Difference between surveys at the Interstate 70 bridge near Rocheport on May 21, 2021,
and July 26, 2011. — Figure 45.
Difference between surfaces created from bathymetric surveys of the Missouri River channel near structure L0962 on Interstate 70 near Rocheport, Missouri, on May 21, 2021, and July 26, 2011, with probabilistic thresholding.

The vertically averaged velocity vectors indicate mostly uniform flow throughout the channel, ranging from about 3 to 10 ft/s (fig. 46), with locally lower velocities and flow reversal along the banks, particularly downstream from the various spur dikes in the reach. Pier 14 was mostly aligned with flow, causing minimal turbulence downstream (fig. 46); however, flow approached pier 14 from the left side (fig. 46), causing an asymmetric scour hole that is longer and slightly deeper on the left side, similar to observations from previous surveys (fig. 40).

The Missouri River channel bottom at the Interstate 70 bridge near Rocheport on May
21, 2021, with overlain velocity vectors. — Figure 46.
Bathymetry and vertically averaged velocities of the Missouri River channel near structure L0962 on Interstate 70 near Rocheport, Missouri.

## Exercises to complete:
1 > Write out the entries from their beginning through the line holding "[541, 122, 895, 606]", both ends included, and omit the pictures.
2 > Extend the Rocheport bridge survey text, starting after its final sentence.
The Rocheport bridge survey text and the entries after it are unrelated material.

## Information shown:
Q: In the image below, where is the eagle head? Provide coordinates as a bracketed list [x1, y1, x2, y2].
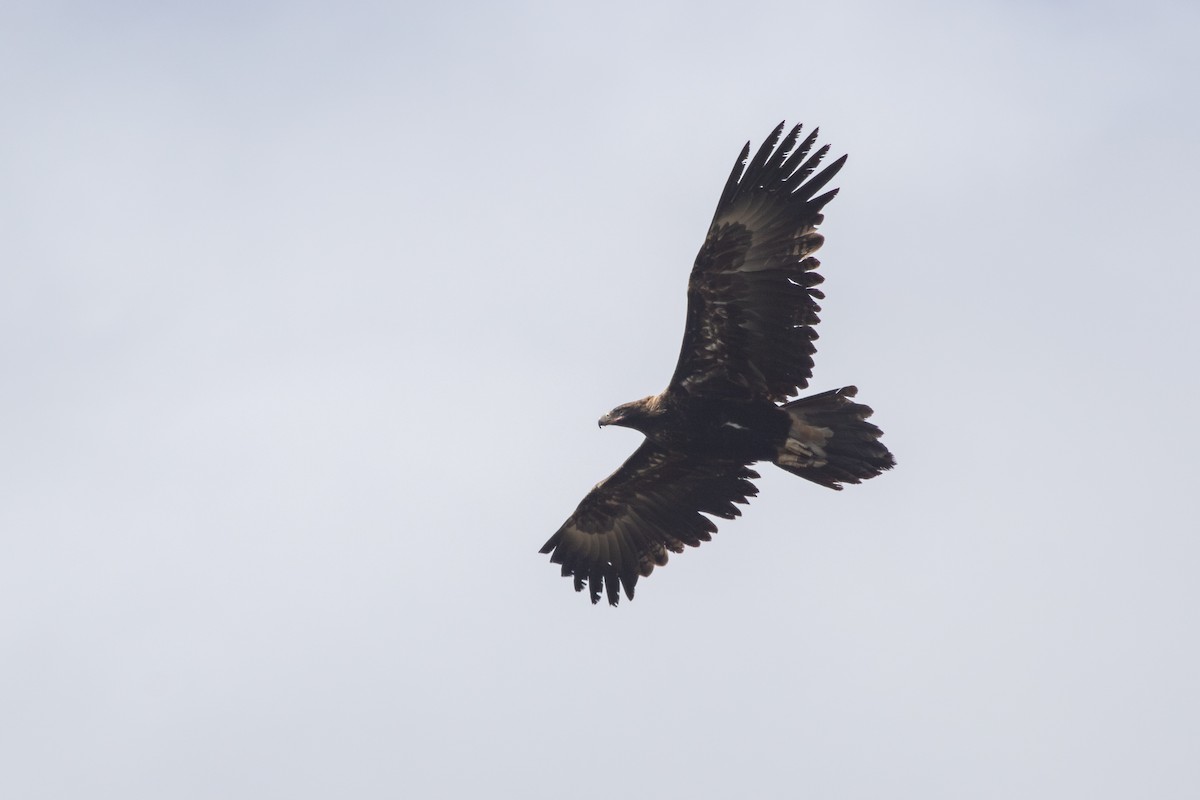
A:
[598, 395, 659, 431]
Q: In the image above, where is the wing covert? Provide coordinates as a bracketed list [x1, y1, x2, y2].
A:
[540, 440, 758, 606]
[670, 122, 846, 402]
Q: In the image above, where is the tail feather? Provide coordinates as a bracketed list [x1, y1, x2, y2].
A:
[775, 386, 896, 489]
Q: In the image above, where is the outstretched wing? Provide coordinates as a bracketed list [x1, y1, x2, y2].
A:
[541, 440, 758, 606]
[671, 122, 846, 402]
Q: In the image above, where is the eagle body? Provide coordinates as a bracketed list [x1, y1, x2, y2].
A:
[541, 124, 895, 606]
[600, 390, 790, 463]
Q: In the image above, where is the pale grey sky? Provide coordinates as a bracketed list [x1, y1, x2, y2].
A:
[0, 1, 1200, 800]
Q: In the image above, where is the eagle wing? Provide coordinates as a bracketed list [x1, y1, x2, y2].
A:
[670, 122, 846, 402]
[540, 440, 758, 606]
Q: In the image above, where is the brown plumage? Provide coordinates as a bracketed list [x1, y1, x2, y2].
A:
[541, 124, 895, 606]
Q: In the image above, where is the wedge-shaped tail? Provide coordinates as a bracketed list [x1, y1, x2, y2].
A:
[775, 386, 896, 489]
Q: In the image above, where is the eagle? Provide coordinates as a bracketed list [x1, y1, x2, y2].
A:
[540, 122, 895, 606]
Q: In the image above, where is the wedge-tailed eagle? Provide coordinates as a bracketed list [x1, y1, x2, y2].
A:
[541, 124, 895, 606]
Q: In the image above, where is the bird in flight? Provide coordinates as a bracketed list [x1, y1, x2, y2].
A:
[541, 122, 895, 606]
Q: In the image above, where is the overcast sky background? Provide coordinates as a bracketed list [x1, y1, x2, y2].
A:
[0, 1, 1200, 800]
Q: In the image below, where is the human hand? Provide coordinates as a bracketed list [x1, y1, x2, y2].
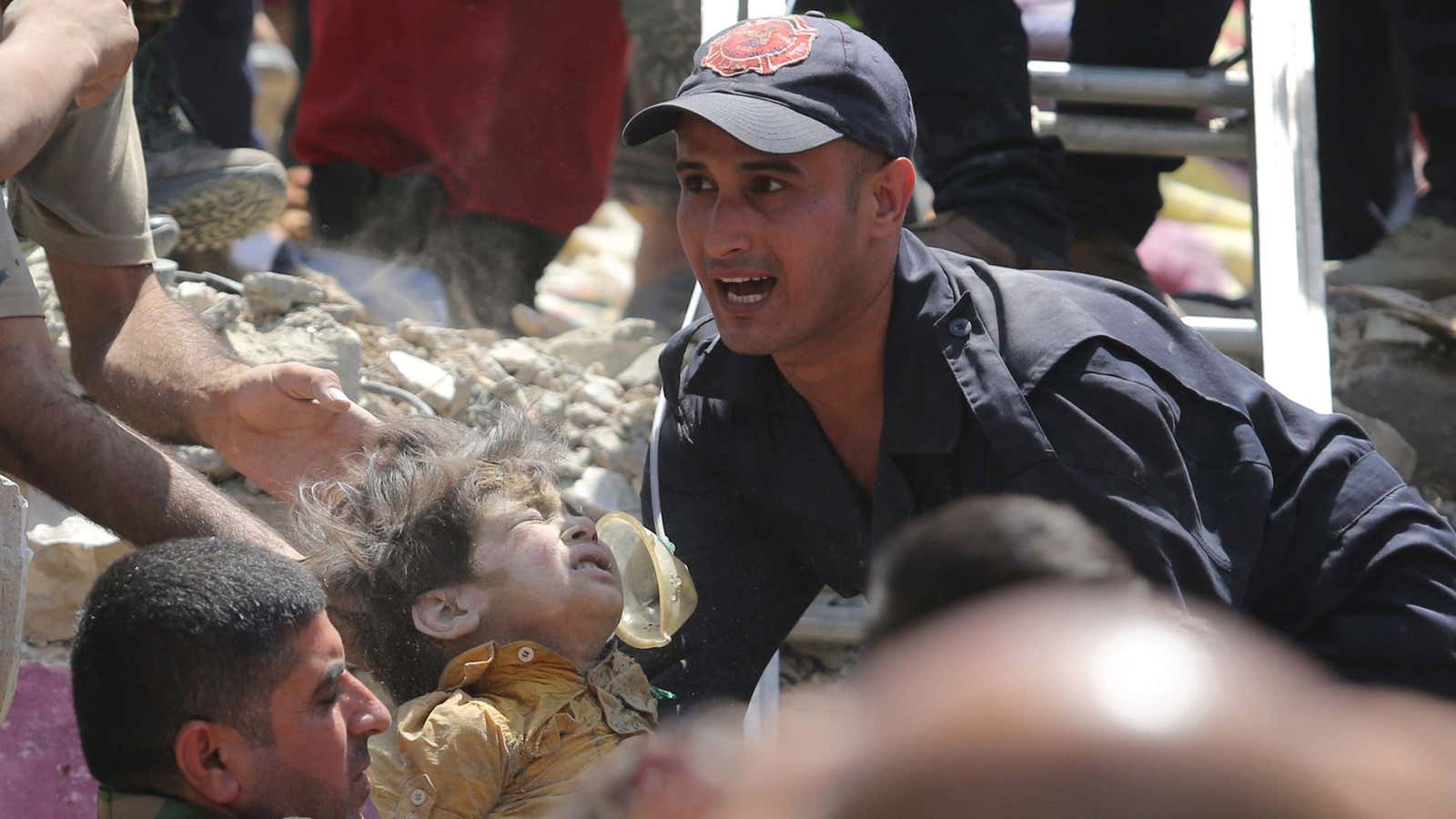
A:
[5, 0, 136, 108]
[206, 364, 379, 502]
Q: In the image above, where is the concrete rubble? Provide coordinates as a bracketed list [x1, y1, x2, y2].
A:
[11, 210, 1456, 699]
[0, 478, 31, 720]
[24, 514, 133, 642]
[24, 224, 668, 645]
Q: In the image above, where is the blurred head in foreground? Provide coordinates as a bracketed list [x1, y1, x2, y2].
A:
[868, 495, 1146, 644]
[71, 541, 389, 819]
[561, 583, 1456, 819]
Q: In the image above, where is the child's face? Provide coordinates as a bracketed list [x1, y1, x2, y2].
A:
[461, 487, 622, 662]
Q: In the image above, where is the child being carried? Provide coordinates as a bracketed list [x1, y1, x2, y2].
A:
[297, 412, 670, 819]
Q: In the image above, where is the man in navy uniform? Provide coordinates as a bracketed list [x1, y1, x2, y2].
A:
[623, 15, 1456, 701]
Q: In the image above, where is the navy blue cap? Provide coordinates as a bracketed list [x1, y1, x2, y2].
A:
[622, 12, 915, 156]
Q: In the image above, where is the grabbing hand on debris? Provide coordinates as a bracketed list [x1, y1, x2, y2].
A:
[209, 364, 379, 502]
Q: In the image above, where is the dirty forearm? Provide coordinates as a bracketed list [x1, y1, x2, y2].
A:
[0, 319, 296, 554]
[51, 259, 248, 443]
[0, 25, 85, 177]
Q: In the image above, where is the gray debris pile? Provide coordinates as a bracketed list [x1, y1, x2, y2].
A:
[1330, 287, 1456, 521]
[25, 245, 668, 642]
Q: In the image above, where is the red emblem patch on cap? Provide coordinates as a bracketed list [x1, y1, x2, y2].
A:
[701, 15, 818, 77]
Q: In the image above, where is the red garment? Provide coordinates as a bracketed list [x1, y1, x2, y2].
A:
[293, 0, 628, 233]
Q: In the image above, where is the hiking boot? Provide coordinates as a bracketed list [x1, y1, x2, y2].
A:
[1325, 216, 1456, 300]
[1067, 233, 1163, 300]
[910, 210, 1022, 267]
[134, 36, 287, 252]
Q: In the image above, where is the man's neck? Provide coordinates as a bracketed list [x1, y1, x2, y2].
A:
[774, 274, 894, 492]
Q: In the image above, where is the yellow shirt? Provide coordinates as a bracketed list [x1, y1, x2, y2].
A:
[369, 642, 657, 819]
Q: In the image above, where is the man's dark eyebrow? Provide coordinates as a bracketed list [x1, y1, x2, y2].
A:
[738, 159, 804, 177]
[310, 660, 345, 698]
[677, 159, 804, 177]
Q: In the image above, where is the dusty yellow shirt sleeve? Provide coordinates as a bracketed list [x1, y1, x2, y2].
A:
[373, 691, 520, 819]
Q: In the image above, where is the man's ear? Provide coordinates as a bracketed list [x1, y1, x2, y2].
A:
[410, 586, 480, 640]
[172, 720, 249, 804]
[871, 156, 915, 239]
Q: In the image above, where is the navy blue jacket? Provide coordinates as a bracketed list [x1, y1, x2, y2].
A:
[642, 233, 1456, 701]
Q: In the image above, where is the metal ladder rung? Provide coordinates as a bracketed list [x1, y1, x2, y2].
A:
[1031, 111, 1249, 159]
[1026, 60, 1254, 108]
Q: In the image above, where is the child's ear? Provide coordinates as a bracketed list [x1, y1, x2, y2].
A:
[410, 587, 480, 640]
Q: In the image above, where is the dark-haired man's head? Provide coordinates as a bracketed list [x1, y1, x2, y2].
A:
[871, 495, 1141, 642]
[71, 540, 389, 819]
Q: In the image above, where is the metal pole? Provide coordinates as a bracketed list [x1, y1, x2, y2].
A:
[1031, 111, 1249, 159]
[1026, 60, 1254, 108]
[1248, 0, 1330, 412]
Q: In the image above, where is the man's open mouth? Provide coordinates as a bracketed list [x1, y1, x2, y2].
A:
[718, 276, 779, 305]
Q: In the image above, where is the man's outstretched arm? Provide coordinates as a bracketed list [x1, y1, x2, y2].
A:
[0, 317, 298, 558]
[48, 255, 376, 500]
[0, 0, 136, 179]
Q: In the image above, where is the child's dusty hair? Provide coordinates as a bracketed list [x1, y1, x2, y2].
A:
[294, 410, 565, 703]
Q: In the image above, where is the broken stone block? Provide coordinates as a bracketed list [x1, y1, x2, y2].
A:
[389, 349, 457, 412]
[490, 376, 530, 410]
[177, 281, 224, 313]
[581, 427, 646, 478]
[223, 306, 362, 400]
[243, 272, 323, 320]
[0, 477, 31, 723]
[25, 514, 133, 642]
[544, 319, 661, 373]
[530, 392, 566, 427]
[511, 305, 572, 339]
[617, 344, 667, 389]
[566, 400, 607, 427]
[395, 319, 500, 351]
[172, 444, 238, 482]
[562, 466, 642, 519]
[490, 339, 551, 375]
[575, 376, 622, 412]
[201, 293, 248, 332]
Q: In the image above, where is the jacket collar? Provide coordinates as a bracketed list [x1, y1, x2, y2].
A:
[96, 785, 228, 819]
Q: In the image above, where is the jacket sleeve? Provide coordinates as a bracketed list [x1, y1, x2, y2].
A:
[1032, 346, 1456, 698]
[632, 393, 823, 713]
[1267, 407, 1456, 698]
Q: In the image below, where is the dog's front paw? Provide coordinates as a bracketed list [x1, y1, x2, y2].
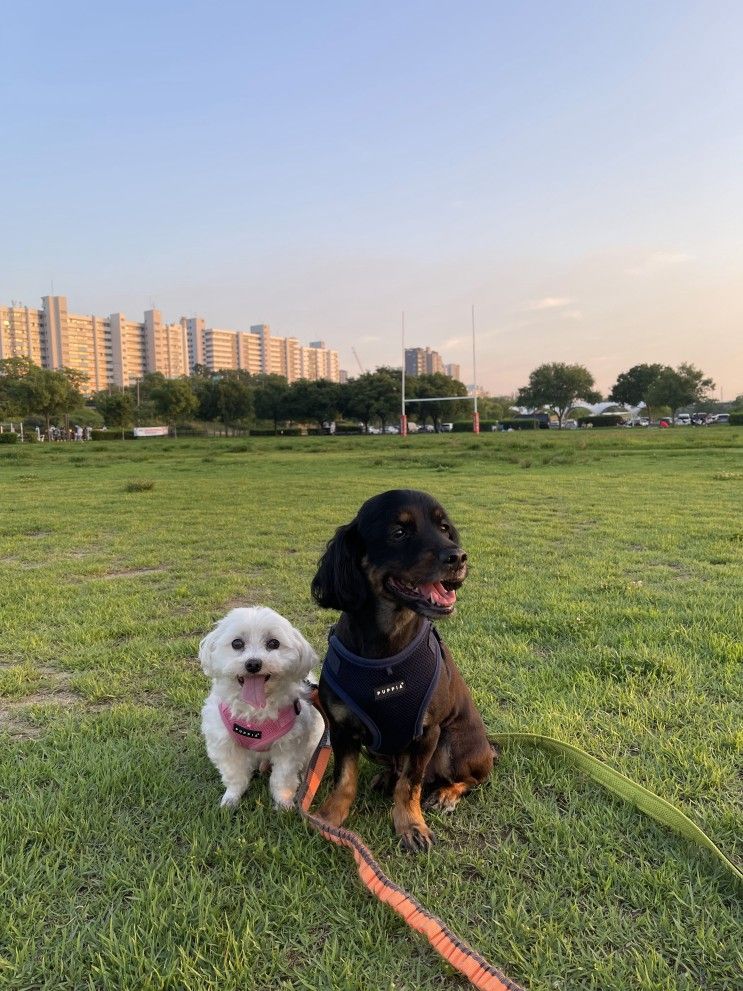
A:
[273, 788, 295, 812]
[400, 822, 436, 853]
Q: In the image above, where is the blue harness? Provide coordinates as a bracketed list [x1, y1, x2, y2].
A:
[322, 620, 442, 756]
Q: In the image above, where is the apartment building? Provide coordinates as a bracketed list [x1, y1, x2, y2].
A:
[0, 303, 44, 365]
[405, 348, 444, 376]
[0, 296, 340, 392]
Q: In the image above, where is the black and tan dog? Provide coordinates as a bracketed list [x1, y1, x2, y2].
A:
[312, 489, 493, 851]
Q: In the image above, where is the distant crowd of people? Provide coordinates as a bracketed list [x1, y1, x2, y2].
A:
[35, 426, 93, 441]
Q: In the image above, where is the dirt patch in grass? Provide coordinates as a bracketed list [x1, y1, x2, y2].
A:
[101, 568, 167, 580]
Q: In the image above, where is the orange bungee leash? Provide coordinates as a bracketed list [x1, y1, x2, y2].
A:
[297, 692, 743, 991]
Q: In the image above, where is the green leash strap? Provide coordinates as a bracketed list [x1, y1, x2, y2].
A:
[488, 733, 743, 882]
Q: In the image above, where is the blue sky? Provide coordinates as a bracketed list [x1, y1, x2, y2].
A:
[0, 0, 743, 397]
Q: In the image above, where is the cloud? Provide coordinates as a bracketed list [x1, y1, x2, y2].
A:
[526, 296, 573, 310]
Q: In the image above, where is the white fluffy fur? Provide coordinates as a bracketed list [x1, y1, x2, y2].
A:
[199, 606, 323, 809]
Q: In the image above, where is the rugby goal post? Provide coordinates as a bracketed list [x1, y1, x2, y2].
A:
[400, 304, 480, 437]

## Results by task:
1 >
Q: In the image below, where is the eagle head? Provide coordinates as a bracketed list [x1, y1, x2, y2].
A:
[598, 395, 659, 431]
Q: In the image above, where is the wing covert? Provide coordinates as a bracketed list [x1, y1, x2, y2].
A:
[540, 440, 758, 606]
[670, 122, 846, 402]
Q: In the image above, where is the tail feather? Provide coordinates as a bracketed list [x1, y1, x2, y2].
A:
[775, 386, 896, 489]
Q: In the image above, where is the outstretched wing? Provide coordinates as a bracketed list [x1, y1, x2, y2].
A:
[541, 440, 758, 606]
[671, 122, 846, 402]
Q: In the image above, where is the eagle body? Provide coordinates as a bracketed list [x1, y1, x2, y2].
A:
[541, 124, 895, 606]
[600, 390, 790, 463]
Q: In the image above, where is the pale grey sky? Provide coordinates as a bracketed list [x1, y1, x2, y2].
A:
[0, 1, 1200, 800]
Q: In the image above, where is the eagle wing? Provide coordinates as a bracketed list [x1, y1, x2, y2].
A:
[670, 122, 846, 402]
[540, 440, 758, 606]
Q: In the image above, where is the brown plumage? Provide coordinates as a bracketed list [x1, y1, x2, y2].
A:
[541, 124, 895, 606]
Q: In the image above, where is the wedge-shaped tail? Provide coordinates as a bracketed list [x1, y1, x2, y2].
A:
[775, 386, 896, 489]
Q: In the image above, where is the eagle? Provide coordinates as a bracketed list [x1, y1, x2, y2].
A:
[540, 122, 895, 606]
Q: In the image above, where is the wedge-tailed eagle? Provide coordinates as a bracketed list [x1, y1, x2, y2].
A:
[541, 124, 895, 606]
Q: In the image above, where is the bird in flight? Provide coordinates as a bracketed list [x1, y1, x2, y2].
A:
[541, 122, 895, 606]

2 >
Structures L0550 and A4497 on U.S. Highway 54 at Jefferson City, Missouri

Structures L0550 and A4497 (site 20; table 2) are dual bridges on U.S. Highway 54 crossing the Missouri River at RM 143.9 at Jefferson City, Mo., southeast of Rocheport and west of St. Louis, Mo. (fig. 1). The site was surveyed on May 26, 2021, when the average water-surface elevation of the river in the survey area, determined by the RTK GNSS tide solution, was 534.2 ft (table 6; fig. 47) and streamflow on the Missouri River was about 95,700 ft³/s during the survey (table 6). This site has been the subject of several multibeam surveys (Huizinga, 2014) that provide bathymetry at a variety of flow conditions for comparison. Furthermore, scour countermeasures in the form of a riprap blanket were placed around pier 4 of structures L0550 and A4497 in 2015, and the site near the piers was surveyed before and after the installation of these countermeasures (Huizinga, 2020a).

The Missouri River channel bottom at the U.S. Highway 54 bridges at Jefferson City
on May 26, 2021. — Figure 47.
Bathymetric survey of the Missouri River channel near structures L0550 and A4497 on U.S. Highway 54 at Jefferson City, Missouri.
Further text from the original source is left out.